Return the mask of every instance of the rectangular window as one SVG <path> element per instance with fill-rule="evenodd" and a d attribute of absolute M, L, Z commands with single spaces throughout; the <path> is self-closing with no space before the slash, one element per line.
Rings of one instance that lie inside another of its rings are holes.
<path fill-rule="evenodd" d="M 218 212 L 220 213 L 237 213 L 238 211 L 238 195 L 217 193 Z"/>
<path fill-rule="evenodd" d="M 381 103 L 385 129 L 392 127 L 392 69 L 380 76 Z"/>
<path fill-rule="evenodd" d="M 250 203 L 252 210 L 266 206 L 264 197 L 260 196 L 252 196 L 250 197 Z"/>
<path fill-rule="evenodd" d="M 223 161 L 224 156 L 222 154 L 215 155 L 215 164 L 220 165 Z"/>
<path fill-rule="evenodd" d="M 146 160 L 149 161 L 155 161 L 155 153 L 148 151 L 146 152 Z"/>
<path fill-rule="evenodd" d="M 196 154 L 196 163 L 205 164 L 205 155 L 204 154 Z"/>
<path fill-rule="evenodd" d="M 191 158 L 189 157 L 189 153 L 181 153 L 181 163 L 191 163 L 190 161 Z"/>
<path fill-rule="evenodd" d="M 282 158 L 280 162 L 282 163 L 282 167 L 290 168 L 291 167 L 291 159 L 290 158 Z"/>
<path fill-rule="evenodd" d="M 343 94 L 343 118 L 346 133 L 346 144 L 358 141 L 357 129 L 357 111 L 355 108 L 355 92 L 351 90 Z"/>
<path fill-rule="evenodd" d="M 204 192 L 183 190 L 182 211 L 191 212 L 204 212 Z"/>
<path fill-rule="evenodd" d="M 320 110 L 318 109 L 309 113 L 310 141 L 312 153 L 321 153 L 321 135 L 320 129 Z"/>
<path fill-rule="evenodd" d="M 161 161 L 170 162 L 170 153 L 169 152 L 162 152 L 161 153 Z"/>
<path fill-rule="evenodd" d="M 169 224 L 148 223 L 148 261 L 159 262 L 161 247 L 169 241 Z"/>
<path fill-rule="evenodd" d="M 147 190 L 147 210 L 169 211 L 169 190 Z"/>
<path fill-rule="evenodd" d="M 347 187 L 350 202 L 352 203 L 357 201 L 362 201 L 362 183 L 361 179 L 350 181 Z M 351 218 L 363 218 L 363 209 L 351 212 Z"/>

◆ ◆ ◆ ◆ ◆ ◆ ◆

• **Short problem**: Arrange the material as a JSON list of strings, one string per line with blank lines omitted, starting at the first line and stopping after the line that contains "161 161 L 170".

• **Output of the task**:
[
  "Return the mask of every instance of the rectangular window as one SVG <path> element per instance with fill-rule=\"evenodd\" and a d attribute of absolute M, L, Z commands with single spaces throughout; the <path> is self-closing with no space before the slash, one element per line.",
  "Rings of one instance that lie inside another of its rings are holes.",
  "<path fill-rule=\"evenodd\" d=\"M 218 212 L 220 213 L 237 213 L 238 211 L 238 195 L 217 193 Z\"/>",
  "<path fill-rule=\"evenodd\" d=\"M 381 103 L 385 129 L 392 127 L 392 69 L 380 76 Z\"/>",
  "<path fill-rule=\"evenodd\" d=\"M 250 203 L 252 210 L 266 206 L 264 197 L 260 196 L 252 196 L 250 197 Z\"/>",
  "<path fill-rule=\"evenodd\" d=\"M 223 161 L 224 156 L 222 154 L 215 155 L 215 164 L 220 165 Z\"/>",
  "<path fill-rule=\"evenodd\" d=\"M 146 160 L 149 161 L 155 161 L 155 153 L 148 151 L 146 152 Z\"/>",
  "<path fill-rule=\"evenodd\" d=\"M 196 154 L 196 163 L 205 164 L 205 155 L 204 154 Z\"/>",
  "<path fill-rule=\"evenodd\" d=\"M 191 158 L 189 157 L 189 153 L 181 153 L 181 163 L 191 163 L 190 161 Z\"/>",
  "<path fill-rule=\"evenodd\" d=\"M 282 158 L 280 162 L 282 163 L 282 167 L 290 168 L 291 167 L 291 159 L 290 158 Z\"/>",
  "<path fill-rule=\"evenodd\" d=\"M 343 94 L 343 118 L 346 133 L 346 144 L 358 141 L 357 129 L 357 111 L 355 108 L 355 92 L 351 90 Z\"/>",
  "<path fill-rule=\"evenodd\" d=\"M 204 192 L 183 190 L 182 211 L 191 212 L 204 212 Z\"/>",
  "<path fill-rule=\"evenodd\" d=\"M 320 110 L 318 109 L 309 113 L 310 141 L 312 153 L 321 153 L 321 135 L 320 129 Z\"/>",
  "<path fill-rule=\"evenodd\" d=\"M 161 161 L 170 162 L 170 153 L 169 152 L 162 152 L 161 153 Z\"/>"
]